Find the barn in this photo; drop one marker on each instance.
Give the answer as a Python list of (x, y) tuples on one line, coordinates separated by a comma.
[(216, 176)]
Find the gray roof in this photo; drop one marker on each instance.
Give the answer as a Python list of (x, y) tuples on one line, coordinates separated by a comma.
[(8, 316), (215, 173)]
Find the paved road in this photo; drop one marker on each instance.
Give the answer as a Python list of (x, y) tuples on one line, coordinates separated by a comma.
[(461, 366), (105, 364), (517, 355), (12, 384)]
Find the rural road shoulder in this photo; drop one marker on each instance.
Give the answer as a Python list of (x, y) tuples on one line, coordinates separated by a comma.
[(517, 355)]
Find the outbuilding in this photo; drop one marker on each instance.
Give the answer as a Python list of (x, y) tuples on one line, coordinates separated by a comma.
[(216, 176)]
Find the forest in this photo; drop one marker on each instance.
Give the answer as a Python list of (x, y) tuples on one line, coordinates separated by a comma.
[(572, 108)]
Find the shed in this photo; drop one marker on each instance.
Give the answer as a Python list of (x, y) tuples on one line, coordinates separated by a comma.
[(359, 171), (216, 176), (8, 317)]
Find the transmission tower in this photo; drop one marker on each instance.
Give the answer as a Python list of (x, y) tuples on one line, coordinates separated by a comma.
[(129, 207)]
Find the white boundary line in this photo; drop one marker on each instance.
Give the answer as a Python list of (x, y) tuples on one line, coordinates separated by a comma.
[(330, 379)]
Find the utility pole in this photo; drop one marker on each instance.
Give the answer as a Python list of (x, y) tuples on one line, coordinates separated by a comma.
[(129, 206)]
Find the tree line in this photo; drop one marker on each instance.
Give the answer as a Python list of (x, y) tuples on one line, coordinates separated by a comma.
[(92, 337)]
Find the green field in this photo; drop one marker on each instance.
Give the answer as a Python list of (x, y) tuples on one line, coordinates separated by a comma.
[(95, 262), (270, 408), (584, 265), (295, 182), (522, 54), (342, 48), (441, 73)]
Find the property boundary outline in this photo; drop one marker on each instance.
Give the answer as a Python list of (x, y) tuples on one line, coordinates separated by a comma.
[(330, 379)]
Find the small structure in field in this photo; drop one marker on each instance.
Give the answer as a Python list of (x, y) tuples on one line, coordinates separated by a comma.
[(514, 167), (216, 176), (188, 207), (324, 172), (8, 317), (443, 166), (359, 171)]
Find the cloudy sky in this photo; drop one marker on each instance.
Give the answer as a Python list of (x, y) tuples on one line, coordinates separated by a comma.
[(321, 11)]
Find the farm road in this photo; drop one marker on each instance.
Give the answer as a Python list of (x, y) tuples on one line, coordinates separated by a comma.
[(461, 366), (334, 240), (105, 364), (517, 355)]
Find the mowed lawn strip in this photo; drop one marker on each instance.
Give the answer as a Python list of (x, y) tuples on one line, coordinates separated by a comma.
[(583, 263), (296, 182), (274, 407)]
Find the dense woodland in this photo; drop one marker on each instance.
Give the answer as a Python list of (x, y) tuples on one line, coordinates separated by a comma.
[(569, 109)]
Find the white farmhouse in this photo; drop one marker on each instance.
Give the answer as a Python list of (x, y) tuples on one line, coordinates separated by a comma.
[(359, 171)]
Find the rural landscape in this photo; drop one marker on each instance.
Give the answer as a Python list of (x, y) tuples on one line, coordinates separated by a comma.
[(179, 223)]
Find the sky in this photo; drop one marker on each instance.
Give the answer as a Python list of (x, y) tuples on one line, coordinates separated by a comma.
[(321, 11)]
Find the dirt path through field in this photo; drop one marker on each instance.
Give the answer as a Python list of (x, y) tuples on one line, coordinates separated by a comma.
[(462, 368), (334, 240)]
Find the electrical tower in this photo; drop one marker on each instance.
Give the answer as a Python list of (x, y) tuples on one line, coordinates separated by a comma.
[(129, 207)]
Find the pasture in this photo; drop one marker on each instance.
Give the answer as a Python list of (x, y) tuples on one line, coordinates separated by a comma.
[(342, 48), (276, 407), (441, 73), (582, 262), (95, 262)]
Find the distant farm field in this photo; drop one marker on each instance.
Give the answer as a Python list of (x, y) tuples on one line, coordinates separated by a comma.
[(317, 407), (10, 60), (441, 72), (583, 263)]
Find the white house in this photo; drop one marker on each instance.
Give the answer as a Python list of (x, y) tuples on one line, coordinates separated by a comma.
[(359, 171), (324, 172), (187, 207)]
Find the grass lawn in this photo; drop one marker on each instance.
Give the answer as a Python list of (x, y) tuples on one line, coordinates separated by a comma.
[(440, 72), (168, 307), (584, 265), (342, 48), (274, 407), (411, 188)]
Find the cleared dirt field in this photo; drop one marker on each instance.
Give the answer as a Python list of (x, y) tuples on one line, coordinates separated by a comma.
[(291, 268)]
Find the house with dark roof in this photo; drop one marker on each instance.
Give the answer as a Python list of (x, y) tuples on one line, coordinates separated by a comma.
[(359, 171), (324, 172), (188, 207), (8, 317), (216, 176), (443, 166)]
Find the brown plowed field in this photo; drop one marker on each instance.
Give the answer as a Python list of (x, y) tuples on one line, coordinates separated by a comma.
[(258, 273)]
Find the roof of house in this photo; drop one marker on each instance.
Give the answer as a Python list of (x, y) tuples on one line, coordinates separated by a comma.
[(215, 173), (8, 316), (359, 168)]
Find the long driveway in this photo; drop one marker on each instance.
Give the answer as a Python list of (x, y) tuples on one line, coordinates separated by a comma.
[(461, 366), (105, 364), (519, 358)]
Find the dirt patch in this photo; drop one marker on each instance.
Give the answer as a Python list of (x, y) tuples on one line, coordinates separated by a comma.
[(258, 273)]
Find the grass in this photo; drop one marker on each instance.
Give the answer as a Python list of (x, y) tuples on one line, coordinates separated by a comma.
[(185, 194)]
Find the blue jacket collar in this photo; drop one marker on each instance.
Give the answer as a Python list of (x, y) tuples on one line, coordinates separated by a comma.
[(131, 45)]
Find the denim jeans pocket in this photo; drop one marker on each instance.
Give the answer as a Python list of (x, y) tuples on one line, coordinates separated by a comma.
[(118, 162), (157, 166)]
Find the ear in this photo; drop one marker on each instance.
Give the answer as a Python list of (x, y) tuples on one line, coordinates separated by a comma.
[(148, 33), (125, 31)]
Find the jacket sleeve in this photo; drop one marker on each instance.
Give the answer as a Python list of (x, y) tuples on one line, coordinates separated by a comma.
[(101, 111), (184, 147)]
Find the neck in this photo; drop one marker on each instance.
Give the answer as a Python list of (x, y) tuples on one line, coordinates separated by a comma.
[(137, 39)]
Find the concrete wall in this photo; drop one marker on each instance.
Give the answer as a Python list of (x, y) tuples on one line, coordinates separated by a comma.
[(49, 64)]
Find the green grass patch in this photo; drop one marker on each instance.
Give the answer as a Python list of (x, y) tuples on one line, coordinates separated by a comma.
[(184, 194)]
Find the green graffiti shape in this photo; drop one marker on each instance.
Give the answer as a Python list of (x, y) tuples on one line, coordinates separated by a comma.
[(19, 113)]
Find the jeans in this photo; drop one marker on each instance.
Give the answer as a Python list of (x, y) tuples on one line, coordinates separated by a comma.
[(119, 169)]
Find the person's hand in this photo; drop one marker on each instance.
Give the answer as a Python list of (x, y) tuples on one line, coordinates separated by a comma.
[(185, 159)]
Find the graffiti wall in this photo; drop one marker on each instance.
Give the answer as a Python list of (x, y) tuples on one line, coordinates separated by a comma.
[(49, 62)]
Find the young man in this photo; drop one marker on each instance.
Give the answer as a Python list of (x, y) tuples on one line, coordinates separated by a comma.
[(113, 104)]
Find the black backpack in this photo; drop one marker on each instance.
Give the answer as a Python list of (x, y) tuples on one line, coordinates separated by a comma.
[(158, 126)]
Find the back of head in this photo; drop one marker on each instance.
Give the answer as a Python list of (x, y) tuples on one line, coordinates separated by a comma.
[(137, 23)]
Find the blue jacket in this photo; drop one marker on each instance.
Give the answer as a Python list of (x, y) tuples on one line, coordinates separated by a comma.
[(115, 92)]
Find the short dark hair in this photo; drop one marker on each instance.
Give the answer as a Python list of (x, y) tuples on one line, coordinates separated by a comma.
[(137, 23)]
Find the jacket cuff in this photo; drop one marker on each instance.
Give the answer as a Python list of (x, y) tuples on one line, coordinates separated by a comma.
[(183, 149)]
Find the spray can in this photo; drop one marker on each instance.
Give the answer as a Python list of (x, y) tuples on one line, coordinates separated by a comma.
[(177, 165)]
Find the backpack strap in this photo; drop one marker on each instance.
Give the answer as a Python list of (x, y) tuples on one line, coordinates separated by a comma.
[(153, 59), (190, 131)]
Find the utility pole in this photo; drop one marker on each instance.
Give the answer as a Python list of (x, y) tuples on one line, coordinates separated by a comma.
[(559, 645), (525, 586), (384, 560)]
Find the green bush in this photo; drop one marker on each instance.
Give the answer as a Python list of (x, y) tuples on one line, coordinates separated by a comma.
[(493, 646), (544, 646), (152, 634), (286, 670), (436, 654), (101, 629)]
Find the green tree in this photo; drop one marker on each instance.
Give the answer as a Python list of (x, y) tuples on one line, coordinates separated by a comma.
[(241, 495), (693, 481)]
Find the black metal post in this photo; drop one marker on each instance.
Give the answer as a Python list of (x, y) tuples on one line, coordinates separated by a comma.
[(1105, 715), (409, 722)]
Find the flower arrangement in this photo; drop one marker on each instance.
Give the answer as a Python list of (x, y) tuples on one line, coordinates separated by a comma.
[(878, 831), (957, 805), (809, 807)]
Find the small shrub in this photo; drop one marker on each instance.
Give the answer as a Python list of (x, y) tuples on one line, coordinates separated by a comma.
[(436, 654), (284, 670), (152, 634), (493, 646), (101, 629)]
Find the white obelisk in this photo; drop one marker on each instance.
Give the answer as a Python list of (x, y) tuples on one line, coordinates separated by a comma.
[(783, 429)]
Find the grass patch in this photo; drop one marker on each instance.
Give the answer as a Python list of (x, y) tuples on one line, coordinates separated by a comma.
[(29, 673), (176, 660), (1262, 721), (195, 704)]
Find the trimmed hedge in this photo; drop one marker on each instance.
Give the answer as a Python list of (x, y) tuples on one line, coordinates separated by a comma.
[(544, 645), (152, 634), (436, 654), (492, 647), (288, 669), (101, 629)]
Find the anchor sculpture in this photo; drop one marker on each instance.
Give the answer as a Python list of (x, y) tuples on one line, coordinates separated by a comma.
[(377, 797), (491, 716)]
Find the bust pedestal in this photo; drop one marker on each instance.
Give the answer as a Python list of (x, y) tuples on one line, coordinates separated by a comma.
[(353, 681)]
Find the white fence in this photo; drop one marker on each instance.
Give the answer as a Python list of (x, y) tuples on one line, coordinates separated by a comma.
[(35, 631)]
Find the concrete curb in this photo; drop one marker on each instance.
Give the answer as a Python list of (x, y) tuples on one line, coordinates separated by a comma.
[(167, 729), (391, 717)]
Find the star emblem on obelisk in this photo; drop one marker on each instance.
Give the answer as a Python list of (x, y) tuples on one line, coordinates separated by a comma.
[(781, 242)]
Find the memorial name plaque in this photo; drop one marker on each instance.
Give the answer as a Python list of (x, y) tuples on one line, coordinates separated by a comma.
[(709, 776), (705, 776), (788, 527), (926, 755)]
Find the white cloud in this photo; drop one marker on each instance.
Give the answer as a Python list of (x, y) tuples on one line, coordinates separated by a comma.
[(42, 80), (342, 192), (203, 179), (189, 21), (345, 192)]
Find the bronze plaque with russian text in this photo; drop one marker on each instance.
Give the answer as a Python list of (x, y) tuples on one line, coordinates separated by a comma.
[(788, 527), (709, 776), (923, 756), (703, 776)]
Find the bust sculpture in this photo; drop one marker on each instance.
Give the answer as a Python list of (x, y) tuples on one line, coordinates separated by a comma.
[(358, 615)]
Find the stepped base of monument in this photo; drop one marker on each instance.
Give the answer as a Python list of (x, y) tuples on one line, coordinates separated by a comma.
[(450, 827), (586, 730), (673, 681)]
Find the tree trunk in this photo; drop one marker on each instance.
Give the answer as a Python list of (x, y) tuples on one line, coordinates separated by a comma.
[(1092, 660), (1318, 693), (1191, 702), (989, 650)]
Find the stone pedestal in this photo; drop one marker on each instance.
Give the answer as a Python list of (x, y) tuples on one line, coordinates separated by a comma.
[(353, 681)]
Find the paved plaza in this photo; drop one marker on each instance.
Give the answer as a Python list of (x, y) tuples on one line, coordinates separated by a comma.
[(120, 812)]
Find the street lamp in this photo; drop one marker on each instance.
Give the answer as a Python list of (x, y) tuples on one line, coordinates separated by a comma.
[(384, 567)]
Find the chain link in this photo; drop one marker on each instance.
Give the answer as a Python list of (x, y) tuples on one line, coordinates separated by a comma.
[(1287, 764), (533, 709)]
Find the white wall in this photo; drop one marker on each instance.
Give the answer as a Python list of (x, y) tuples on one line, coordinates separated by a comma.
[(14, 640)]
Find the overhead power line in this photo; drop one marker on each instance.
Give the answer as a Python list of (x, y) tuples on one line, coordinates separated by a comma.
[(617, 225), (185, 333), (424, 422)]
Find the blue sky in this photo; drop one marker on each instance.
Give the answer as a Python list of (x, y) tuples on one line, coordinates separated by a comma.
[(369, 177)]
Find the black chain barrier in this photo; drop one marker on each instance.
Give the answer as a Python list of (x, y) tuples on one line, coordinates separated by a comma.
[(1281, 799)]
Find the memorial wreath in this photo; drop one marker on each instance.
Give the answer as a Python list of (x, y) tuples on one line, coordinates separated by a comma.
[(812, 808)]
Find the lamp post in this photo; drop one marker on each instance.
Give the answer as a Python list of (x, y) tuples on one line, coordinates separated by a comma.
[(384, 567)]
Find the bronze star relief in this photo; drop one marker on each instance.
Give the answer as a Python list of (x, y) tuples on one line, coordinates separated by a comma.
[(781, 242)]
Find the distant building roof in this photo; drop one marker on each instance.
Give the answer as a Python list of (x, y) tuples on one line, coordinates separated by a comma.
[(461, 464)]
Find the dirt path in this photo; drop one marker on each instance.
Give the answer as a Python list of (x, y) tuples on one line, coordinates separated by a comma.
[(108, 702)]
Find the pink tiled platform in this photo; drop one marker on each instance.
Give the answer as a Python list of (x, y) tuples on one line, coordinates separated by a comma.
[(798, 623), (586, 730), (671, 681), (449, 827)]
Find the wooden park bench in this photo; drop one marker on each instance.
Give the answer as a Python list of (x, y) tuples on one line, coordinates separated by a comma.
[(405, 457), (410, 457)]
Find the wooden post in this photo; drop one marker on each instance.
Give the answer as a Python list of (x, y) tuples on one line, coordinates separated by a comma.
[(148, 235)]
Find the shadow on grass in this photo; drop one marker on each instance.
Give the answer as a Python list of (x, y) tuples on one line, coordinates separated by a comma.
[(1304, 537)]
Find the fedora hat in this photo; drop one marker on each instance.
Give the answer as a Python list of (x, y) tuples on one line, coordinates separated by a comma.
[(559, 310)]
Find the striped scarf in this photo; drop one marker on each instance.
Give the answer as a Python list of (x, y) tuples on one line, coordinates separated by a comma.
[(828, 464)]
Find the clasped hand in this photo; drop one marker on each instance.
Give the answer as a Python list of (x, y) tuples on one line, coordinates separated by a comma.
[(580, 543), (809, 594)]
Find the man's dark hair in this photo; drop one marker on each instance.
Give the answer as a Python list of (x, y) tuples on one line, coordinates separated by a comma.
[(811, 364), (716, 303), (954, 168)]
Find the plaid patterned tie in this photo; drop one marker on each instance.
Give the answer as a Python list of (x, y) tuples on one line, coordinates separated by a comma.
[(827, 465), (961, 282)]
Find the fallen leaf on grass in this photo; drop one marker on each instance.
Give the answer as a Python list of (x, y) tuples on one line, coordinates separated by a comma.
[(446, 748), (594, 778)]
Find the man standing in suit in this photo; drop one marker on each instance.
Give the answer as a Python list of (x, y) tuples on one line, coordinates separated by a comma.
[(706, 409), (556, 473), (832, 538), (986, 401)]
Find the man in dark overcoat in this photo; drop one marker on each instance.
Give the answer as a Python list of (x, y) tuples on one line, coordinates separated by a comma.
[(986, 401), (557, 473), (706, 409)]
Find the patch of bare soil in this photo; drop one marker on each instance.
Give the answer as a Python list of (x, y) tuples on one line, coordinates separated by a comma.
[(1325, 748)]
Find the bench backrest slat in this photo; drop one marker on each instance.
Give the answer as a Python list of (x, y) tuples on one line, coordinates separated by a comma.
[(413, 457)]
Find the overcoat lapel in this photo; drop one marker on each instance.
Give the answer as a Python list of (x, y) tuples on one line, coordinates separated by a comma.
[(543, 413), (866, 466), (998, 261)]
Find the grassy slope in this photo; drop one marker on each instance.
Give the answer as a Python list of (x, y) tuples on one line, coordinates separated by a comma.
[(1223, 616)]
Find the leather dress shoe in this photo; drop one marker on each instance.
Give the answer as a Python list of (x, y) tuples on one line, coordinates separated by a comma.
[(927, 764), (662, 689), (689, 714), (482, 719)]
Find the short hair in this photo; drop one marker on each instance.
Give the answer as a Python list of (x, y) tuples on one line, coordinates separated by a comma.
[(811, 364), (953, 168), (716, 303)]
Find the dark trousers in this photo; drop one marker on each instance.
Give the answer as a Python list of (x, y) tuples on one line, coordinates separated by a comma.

------------------------------

* **Problem statement**
Show every line of the listing that includes the word "rural".

* **Exercise response**
Find the rural road shoulder in this photo; drop one marker on each instance.
Find the rural landscape in this photo; drop one marker on each instance.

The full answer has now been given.